▸ Material for the task:
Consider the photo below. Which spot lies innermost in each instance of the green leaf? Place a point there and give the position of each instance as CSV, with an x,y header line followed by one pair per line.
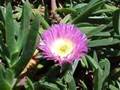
x,y
25,25
70,81
116,21
103,72
7,79
2,17
66,10
103,42
92,62
105,66
29,85
111,87
10,30
91,7
66,19
29,48
45,86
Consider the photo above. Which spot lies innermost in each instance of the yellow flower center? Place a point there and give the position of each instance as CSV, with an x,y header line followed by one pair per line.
x,y
62,47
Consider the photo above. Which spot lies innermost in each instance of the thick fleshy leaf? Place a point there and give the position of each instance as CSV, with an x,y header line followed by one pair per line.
x,y
29,47
116,21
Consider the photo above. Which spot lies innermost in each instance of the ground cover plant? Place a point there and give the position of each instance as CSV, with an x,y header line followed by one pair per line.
x,y
59,45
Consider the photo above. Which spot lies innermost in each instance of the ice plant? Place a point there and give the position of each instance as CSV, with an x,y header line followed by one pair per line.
x,y
63,43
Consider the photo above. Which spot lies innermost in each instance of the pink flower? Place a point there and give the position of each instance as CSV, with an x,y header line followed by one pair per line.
x,y
63,43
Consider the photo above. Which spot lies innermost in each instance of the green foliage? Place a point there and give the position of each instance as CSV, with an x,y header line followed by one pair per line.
x,y
19,29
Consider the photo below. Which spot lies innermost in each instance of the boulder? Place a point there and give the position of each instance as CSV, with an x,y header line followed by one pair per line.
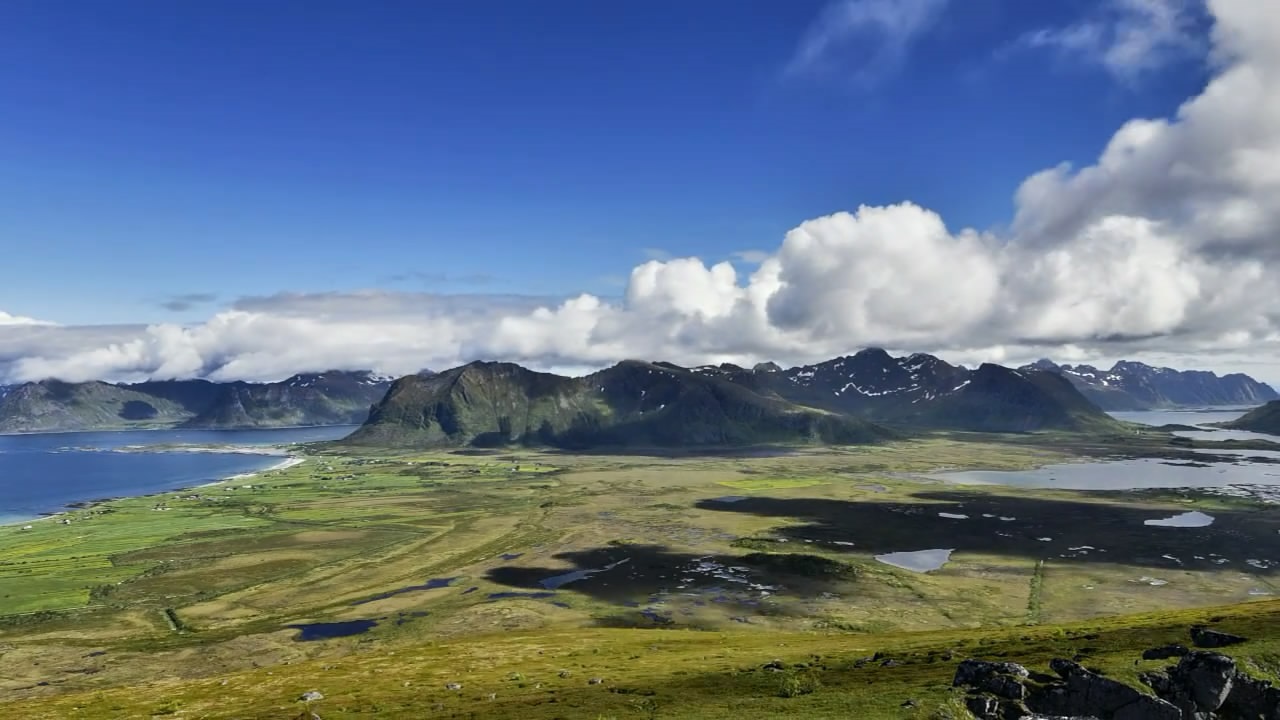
x,y
1203,637
1206,677
983,707
1252,698
970,673
1086,693
1165,652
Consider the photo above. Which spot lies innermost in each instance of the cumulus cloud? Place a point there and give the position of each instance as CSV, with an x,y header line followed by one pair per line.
x,y
187,301
1128,37
1165,247
862,41
8,319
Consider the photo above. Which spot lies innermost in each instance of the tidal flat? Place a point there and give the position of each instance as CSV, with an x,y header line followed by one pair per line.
x,y
403,551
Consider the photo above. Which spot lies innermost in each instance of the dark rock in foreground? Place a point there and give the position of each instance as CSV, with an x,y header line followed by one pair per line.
x,y
1203,637
1203,686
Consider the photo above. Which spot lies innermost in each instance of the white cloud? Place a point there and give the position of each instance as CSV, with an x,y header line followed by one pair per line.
x,y
860,41
1164,247
7,319
1128,37
750,256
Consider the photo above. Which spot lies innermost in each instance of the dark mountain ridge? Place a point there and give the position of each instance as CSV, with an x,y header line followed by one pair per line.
x,y
632,404
846,400
318,399
1137,386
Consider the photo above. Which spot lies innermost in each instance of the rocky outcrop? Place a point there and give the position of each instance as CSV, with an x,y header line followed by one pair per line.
x,y
1203,637
1202,686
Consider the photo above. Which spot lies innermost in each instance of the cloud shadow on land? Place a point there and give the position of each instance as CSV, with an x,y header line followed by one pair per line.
x,y
1009,525
653,579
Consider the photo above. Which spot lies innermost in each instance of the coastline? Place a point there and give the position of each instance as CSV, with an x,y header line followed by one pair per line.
x,y
164,428
288,461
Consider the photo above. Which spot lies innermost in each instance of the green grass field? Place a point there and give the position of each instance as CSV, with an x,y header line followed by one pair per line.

▸ Required task:
Print from the line containing "of the cumulus" to the last line above, exactly as written.

▸ Written answer:
Consider the photo above. Which spot lies innermost in each instance of the cumulus cloud? Place a point there and give the position of each instance as CSV, with an x,y header line followed by one pair per line.
x,y
187,301
1128,37
1165,247
862,41
8,319
Consider the photo above. Which spot lies innermost in each instance of the tidal flat? Place a point there and give the position of each instance as CSV, with an x,y header line followed by one pair per line.
x,y
403,551
Consider the photo above. Which spot lies innermost in each instance of the dark rock in foreground? Place a point there and give the position of each instance as CSV, with an x,y header line followed by one pair per line.
x,y
1203,637
1203,686
Consider the photo above. Which spot lies innermost in each instance of the white cloud? Place a point there and give the position of each instance as CSV, with an x,y header line followed by one pair per line.
x,y
860,41
1164,247
7,319
1128,37
750,256
Consider the photo above. Which spot lies innermost in each instance of the dark mountain ridge? Place a point there and give the position of each instance as CSV, with an x,y header line followed by one pair per line.
x,y
632,404
846,400
318,399
1137,386
Consider the photo above. Which spot lies innermost in each instance of the rocky outcrop? Place a point there and give the position of each instance as CSV, with an x,y header line followed by one pair per line.
x,y
1203,637
1202,686
Consider the photo above. Which spot lies innermost in each instance of the cloud shadow on land? Place a point there and give the position of each instance as CSV, with an x,y header line followed by one pair per line.
x,y
1009,525
653,579
Consider the photo above. Which spot lies innermost in each instance of the coastline? Place a point there and give the position of each instance as CSV, with an x,y header line followed by one pair per line.
x,y
164,428
288,461
Consider the photo above. Which spot lies innermost in each instance of the green grass field? Place a point there and give the position of each instance as CSV, with an x,y header line followed by one pair per line.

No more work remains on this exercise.